[Records from a collection]

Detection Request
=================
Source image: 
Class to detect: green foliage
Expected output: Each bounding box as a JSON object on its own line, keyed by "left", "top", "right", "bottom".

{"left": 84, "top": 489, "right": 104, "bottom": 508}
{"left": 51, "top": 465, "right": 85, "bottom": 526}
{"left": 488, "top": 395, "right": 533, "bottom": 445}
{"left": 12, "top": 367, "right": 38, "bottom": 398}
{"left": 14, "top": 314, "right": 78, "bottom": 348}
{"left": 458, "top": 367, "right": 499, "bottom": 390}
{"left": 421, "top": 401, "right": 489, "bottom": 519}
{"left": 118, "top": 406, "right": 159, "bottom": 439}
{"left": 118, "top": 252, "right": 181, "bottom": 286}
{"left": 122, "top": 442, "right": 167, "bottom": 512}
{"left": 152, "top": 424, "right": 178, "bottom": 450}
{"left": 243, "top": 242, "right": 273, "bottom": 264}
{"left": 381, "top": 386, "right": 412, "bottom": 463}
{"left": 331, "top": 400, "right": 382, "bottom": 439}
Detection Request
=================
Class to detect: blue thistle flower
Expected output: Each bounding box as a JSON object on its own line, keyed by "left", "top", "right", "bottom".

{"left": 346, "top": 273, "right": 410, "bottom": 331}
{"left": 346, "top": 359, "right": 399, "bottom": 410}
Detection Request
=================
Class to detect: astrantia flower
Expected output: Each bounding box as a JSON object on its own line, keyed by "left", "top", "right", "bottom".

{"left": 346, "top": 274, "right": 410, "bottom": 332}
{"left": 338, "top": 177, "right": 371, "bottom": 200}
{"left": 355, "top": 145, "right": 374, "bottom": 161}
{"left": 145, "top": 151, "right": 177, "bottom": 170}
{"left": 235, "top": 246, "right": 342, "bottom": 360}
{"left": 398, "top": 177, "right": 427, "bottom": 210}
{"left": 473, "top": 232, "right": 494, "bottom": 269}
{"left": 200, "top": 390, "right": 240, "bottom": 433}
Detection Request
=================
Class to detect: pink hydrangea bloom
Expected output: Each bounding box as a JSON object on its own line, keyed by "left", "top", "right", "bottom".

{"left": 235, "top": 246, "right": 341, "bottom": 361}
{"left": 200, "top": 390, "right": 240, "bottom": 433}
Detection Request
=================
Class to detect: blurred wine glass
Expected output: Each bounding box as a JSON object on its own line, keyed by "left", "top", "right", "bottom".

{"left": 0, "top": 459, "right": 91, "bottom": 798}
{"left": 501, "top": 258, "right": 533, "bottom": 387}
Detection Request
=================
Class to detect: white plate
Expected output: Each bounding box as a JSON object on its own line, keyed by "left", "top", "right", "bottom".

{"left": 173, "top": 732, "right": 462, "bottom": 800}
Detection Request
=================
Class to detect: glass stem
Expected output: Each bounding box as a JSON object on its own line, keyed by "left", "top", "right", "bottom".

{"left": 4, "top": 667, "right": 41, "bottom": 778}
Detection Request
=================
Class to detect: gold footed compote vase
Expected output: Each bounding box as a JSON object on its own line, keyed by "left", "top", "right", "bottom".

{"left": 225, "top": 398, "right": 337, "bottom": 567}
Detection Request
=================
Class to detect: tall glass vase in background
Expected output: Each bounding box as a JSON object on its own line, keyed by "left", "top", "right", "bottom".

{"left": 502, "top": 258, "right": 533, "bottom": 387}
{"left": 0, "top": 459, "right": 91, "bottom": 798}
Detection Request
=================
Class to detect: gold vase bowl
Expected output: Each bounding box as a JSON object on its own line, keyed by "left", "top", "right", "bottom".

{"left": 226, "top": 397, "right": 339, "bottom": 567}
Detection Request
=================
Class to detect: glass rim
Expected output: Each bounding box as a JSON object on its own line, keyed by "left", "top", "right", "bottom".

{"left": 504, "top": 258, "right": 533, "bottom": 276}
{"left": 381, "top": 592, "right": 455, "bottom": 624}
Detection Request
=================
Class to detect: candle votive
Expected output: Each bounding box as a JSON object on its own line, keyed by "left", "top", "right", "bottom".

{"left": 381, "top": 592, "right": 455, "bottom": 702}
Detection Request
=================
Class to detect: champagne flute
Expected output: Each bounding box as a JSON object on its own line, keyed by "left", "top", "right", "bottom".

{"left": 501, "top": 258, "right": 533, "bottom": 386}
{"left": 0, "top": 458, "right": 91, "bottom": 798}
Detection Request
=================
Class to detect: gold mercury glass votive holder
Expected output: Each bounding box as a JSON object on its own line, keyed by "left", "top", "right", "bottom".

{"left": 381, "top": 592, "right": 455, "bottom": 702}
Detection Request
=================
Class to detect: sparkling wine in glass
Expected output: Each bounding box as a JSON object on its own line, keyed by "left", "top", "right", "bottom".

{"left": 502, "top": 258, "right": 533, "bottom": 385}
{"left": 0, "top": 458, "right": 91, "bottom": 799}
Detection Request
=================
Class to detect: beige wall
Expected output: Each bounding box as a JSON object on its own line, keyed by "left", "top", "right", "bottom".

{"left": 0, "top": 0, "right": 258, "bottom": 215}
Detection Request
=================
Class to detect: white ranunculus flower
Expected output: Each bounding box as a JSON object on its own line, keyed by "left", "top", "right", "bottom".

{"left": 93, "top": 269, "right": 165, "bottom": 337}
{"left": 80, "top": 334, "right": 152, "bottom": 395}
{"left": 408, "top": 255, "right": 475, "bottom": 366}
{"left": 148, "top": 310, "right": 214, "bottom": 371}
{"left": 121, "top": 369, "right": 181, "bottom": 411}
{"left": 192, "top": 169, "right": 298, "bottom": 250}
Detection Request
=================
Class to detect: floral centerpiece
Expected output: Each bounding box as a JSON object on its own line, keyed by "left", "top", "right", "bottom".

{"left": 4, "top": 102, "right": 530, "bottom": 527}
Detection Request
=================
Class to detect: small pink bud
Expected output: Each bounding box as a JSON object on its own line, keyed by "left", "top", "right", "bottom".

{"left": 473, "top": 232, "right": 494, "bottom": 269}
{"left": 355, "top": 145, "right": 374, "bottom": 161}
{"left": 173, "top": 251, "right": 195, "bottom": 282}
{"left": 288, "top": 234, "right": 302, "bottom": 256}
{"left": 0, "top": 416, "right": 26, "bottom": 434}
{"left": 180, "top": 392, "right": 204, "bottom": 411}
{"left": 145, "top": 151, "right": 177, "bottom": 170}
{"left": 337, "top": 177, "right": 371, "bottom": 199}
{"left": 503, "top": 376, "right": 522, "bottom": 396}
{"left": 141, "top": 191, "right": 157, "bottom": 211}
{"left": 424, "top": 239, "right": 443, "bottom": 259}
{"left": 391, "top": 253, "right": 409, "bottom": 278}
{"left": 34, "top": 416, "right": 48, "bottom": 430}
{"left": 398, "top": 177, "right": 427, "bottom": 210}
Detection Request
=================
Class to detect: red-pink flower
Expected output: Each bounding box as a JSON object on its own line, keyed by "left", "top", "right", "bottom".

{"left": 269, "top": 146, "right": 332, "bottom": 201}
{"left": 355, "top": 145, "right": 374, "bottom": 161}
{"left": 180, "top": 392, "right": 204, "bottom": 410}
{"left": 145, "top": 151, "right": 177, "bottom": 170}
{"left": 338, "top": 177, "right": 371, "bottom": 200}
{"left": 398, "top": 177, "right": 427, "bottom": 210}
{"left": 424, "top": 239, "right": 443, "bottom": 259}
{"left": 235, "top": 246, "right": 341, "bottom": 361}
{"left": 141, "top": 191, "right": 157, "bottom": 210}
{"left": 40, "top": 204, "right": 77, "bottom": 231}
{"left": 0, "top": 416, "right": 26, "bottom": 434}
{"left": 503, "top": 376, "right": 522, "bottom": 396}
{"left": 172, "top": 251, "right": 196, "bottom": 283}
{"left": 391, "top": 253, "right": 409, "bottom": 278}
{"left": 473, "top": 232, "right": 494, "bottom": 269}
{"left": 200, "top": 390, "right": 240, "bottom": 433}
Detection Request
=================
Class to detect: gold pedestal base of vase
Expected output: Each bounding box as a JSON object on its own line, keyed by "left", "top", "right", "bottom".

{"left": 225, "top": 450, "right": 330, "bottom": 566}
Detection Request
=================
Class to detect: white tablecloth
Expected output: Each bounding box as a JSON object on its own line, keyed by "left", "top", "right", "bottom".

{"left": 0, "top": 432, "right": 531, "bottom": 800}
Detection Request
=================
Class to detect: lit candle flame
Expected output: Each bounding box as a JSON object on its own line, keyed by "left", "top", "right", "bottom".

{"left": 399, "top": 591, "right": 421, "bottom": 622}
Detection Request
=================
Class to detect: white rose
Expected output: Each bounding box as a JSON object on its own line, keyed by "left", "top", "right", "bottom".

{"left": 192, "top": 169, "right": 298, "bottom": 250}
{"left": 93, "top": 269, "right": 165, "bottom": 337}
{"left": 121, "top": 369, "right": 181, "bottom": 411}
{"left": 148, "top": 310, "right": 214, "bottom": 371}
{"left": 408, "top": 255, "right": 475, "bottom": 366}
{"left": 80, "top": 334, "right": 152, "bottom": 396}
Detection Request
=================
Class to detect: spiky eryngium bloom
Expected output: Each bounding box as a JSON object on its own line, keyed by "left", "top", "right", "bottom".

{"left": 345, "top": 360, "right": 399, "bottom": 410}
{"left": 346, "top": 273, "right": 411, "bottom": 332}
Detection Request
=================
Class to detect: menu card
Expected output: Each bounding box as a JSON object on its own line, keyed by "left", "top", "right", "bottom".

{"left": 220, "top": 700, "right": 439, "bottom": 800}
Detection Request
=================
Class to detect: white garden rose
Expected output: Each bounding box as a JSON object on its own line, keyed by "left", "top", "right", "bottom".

## Work order
The lines needed are the ones from the first line of the entries through the line that contains "Class to detect: astrantia flower", given again without any change.

## Result
Detection Request
=================
Source image: 
Class to detect: green foliage
Expected output: Each bounding box as a JSON object on its own line, keyed by "left", "top", "right", "bottom".

{"left": 84, "top": 489, "right": 104, "bottom": 508}
{"left": 51, "top": 465, "right": 85, "bottom": 526}
{"left": 488, "top": 395, "right": 533, "bottom": 445}
{"left": 12, "top": 367, "right": 38, "bottom": 398}
{"left": 14, "top": 314, "right": 78, "bottom": 348}
{"left": 458, "top": 367, "right": 499, "bottom": 390}
{"left": 421, "top": 401, "right": 489, "bottom": 519}
{"left": 118, "top": 406, "right": 159, "bottom": 439}
{"left": 118, "top": 252, "right": 181, "bottom": 286}
{"left": 122, "top": 442, "right": 167, "bottom": 512}
{"left": 152, "top": 424, "right": 178, "bottom": 450}
{"left": 243, "top": 242, "right": 273, "bottom": 264}
{"left": 381, "top": 386, "right": 412, "bottom": 463}
{"left": 331, "top": 400, "right": 382, "bottom": 439}
Detection Request
=================
Class to detect: blue thistle flower
Expected output: Each bounding box as a JSON object on its own line, keyed by "left", "top", "right", "bottom".

{"left": 346, "top": 273, "right": 410, "bottom": 331}
{"left": 346, "top": 359, "right": 399, "bottom": 410}
Detection Request
=================
Class to detect: astrantia flower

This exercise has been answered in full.